▶ [Instructions to follow]
Output the rows from the one containing "poster of wine" down to the one containing "x=550, y=672", both included, as a two-column CSV headed text and points. Each row gets one line, with its text and its answer in separate quoted fields and any line breaks replaced by spaces.

▶ [Source records]
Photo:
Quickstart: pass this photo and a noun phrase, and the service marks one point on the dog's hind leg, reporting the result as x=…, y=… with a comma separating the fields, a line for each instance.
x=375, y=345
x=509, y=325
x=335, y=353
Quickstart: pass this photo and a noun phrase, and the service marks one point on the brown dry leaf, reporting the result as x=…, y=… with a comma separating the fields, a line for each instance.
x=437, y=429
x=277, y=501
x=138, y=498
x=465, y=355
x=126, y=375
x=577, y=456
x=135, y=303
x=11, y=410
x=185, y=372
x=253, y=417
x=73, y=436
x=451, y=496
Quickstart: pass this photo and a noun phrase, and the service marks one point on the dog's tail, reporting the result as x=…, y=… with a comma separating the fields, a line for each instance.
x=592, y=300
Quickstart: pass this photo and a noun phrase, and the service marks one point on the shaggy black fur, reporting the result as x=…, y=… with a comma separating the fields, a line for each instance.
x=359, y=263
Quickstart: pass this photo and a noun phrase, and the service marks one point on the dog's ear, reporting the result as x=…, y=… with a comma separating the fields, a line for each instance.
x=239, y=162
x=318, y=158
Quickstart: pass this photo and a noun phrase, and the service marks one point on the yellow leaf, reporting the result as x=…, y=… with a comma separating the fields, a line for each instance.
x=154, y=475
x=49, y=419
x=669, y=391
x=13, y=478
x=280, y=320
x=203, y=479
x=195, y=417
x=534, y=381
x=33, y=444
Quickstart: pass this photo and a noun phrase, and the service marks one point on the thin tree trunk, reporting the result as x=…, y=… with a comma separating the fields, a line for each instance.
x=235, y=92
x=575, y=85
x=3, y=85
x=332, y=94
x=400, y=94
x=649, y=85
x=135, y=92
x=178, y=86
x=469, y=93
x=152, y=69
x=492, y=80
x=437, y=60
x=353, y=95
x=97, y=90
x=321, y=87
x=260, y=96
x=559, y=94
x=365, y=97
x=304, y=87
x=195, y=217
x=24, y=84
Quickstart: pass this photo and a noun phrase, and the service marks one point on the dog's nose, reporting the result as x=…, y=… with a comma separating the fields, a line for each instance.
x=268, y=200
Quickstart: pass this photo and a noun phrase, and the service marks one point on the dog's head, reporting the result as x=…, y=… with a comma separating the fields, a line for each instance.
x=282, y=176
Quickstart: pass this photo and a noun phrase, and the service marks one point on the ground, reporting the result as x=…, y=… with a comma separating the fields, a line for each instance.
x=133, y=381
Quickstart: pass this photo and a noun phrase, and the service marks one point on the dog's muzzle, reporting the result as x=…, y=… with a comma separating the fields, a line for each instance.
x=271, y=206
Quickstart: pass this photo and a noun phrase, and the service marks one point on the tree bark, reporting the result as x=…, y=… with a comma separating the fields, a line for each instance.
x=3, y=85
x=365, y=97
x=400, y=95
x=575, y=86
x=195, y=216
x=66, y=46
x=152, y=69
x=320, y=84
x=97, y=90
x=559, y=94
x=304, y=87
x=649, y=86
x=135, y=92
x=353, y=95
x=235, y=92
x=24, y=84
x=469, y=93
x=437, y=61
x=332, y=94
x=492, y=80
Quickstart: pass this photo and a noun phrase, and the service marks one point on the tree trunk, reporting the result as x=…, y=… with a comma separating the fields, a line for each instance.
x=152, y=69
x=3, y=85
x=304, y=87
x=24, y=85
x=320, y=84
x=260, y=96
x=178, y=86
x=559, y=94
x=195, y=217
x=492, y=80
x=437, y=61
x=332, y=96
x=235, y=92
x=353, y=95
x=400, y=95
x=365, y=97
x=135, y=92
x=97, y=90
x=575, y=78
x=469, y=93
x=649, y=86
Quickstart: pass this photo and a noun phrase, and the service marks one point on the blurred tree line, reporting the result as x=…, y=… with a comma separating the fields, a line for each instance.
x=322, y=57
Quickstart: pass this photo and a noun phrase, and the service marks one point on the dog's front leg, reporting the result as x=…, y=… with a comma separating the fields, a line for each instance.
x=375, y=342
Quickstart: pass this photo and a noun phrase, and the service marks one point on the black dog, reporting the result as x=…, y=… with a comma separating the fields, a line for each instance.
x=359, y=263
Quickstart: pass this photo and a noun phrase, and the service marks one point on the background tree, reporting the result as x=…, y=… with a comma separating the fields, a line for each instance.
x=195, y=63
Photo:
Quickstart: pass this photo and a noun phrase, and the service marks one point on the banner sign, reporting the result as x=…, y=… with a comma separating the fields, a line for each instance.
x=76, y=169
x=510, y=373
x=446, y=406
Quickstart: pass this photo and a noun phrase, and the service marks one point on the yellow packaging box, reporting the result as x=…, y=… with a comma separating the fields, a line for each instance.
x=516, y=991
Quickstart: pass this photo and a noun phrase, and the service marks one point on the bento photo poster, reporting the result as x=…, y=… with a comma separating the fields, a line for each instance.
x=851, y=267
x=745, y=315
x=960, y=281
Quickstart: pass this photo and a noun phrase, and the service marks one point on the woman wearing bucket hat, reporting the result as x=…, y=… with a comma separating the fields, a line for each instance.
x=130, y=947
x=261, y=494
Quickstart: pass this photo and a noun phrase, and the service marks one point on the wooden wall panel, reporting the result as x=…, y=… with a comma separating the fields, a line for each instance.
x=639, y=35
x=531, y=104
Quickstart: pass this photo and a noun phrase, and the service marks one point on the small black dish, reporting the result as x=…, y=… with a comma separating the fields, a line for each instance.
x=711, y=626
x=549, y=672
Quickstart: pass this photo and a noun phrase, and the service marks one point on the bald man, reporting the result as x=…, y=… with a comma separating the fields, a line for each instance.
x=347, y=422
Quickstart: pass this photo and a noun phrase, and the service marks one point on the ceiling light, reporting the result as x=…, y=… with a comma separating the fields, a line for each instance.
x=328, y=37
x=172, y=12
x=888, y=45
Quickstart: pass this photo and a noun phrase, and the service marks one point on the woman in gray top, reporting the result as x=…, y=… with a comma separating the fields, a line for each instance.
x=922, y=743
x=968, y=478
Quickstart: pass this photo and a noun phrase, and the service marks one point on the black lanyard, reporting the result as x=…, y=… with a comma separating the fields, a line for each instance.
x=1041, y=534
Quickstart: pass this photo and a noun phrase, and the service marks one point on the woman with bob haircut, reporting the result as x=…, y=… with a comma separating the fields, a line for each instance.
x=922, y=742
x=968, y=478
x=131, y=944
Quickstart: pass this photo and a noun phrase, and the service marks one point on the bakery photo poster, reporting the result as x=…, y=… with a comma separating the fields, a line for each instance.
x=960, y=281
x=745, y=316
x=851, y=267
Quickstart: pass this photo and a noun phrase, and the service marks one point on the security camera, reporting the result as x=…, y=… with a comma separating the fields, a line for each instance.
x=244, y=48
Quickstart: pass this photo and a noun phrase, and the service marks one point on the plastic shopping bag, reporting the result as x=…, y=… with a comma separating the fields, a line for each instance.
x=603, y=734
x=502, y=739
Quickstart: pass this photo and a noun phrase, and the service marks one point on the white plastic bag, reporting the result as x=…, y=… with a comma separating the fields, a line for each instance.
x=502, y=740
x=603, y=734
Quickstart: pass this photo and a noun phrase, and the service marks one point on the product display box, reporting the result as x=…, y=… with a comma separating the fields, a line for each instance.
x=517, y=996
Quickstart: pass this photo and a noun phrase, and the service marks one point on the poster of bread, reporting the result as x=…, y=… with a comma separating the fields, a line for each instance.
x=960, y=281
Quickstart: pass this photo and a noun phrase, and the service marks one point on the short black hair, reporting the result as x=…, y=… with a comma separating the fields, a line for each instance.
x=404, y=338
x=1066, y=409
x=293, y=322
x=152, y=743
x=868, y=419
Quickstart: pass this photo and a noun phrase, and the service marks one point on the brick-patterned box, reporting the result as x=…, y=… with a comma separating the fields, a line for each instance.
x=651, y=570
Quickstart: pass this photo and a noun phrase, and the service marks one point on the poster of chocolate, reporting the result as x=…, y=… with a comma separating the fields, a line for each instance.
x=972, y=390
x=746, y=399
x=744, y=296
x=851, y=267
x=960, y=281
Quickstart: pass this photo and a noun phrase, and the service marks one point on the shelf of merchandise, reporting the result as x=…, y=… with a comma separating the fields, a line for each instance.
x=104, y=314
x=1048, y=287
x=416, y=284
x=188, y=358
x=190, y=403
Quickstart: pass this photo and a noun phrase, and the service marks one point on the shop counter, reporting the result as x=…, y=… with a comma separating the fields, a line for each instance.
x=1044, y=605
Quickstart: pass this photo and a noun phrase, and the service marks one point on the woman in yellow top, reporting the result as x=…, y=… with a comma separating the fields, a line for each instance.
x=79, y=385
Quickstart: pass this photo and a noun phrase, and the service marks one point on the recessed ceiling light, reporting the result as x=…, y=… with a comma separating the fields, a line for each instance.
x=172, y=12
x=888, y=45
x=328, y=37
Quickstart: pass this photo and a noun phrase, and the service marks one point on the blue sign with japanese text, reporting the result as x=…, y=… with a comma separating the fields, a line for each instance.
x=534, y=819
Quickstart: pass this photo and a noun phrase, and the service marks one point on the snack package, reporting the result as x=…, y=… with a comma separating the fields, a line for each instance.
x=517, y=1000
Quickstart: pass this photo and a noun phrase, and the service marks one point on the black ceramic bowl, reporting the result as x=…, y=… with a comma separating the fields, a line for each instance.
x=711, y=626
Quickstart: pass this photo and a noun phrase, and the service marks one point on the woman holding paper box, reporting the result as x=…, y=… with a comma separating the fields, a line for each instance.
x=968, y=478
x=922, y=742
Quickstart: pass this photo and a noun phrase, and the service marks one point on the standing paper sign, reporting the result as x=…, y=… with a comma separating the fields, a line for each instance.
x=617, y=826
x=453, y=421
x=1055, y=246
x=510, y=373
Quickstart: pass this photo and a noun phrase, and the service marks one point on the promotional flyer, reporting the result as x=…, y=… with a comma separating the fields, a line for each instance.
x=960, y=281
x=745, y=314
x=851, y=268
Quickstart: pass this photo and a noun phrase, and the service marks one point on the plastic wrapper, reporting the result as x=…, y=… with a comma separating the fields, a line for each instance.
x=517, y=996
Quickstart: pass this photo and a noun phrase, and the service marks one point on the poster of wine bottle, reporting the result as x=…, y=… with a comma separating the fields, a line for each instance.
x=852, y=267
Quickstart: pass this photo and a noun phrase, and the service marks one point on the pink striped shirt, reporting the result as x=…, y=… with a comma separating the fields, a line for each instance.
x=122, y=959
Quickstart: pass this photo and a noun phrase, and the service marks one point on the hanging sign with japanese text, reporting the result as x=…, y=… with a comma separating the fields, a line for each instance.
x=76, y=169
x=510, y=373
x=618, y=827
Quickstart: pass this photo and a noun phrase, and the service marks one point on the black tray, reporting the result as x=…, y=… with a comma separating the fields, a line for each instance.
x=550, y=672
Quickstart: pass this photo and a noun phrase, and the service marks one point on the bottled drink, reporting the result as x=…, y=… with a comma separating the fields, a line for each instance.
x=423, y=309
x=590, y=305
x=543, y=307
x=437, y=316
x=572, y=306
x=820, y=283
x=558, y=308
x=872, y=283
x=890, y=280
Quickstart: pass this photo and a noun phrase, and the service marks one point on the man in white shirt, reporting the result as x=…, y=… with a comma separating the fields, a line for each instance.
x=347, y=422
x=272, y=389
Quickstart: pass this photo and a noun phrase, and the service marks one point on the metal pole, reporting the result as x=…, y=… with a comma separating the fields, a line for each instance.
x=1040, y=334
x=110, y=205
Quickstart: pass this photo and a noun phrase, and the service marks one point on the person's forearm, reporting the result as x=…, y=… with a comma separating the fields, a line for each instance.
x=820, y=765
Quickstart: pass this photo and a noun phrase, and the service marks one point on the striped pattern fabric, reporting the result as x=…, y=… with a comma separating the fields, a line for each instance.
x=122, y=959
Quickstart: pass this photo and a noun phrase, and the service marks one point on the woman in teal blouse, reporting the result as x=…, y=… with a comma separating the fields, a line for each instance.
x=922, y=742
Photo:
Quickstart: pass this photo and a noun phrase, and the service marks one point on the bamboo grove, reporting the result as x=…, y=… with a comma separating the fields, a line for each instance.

▶ [Solution to the exercise]
text,points
"Quickstart: pass this photo and a noun phrase, and the service marks one point on the poster of wine bottle, reporting the result as x=…, y=… with a comma separating the fields, a line for each instance.","x=852, y=267"
"Quickstart: pass this photo and a noun phrase, and the service marks one point on the pink striped shirt, reporting the result as x=…, y=… with a comma separating the fields, a line for each instance.","x=122, y=959"
"Quickstart: pass this photo and a noun phrase, and the service marks one point on the hanging sign with japanese text, reporting the result as x=…, y=… with a comma separating the fields, a line for each instance.","x=76, y=169 x=510, y=373 x=618, y=827"
"Quickstart: pass this photo and a noun phrase, and the service marks one point on the black tray, reporting the result as x=…, y=… with a comma separating the fields, a line for each instance.","x=550, y=672"